■ **Activity**: Show every line from the data below that includes "clicks".

■ **Given records**:

————

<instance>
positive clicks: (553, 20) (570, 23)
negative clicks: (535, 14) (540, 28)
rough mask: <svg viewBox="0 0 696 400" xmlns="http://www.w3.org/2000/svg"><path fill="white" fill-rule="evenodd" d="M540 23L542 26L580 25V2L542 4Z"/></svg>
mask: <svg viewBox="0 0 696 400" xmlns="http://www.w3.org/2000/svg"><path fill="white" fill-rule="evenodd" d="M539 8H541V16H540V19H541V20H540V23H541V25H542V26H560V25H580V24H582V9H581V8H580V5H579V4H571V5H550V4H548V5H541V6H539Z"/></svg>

————

■ **Reply**:
positive clicks: (553, 20) (570, 23)
negative clicks: (535, 14) (540, 28)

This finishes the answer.